* [SUPPLIED TEXT]:
*-*-*

3. D-day = 37+1 weeks

Going to bed one night, knowing that you’ll have two babies by the time you next bed down is pretty hard to get your head around. I wound up being booked for a c-section at 37 weeks because both twins were breech, and Mr A’s growth had slowed down. We had to be at the hospital at 7am in the morning, though we didn’t go into theatre until about 2.30pm in the end. Surprisingly I did manage to sleep that night, probably because it all felt so unreal and in a way I was relieved to be able to know finally when and how it was all going to happen.

4. The first sleepless night

When Young Daddy left me in the ward when visiting hours were up (8pm) that first night after having the babies, I felt completely at sea. I was still exhilerated but lying unable to move in a bed with two cots attached, containing real, live, babies, was weird to say the least. And no-one warned me how much noise babies make! Both of mine got hiccups, I could hear them poo, and Mr A snored. If Miss E, whose bassinet was the furthest away, needed a feed, I could just about reach her feet and then had to pull her across the bed to me. Oh, happy days.

5. Feeding two babies

I’m not limiting this to one particular moment because there are too many that deserve a mention. Sitting in hospital using a double breast pump while midwives, catering staff, cleaners etc walked in and out of my room - that’s one. Tandem breastfeeding in front of friends and family (there’s no subtle way to do it!) - that’s two. Getting the train into the City and trying to feed Miss E discreetly, surrounded by men in suits, and her glugging and smacking her lips as loud as she possibly could – there’s another.

8 comments to Top Five Most Surreal Mummy Moments

  • TheMadHouse

    I nearly fell off the chair with the hearing them poo!!

    Maxi was such a loud sleeper it use to drive me to distraction

  • Trish @ Mum's Gone to...

    It was 14 years ago that I had my baby but this post brought it all back to me: the noises and the lip-smacking! And the excitement of being pregnant after what was about 4 years trying for us!

  • mummy limited

    Oh that feeling when your other half leaves you in hospital. I remember looking at Mini Mck and thinking 'Oh bugger it – It's just me and you kid!" and then spending far too much time watching him sleep when I should've been sleeping!

*-*-*

* [GIVEN INFORMATION]:
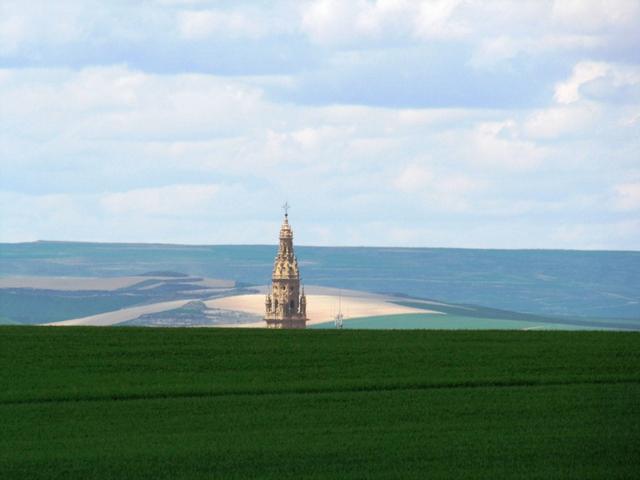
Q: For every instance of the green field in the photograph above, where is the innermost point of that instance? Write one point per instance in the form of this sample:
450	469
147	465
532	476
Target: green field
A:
207	403
447	322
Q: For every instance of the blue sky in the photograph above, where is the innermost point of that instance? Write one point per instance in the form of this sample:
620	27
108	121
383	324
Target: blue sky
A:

*-*-*

* [PROBLEM]: Transcribe the passage of the surreal mummy moments post from "4. The first" to "Oh, happy days.".

* [WRITTEN REPLY]:
4. The first sleepless night

When Young Daddy left me in the ward when visiting hours were up (8pm) that first night after having the babies, I felt completely at sea. I was still exhilerated but lying unable to move in a bed with two cots attached, containing real, live, babies, was weird to say the least. And no-one warned me how much noise babies make! Both of mine got hiccups, I could hear them poo, and Mr A snored. If Miss E, whose bassinet was the furthest away, needed a feed, I could just about reach her feet and then had to pull her across the bed to me. Oh, happy days.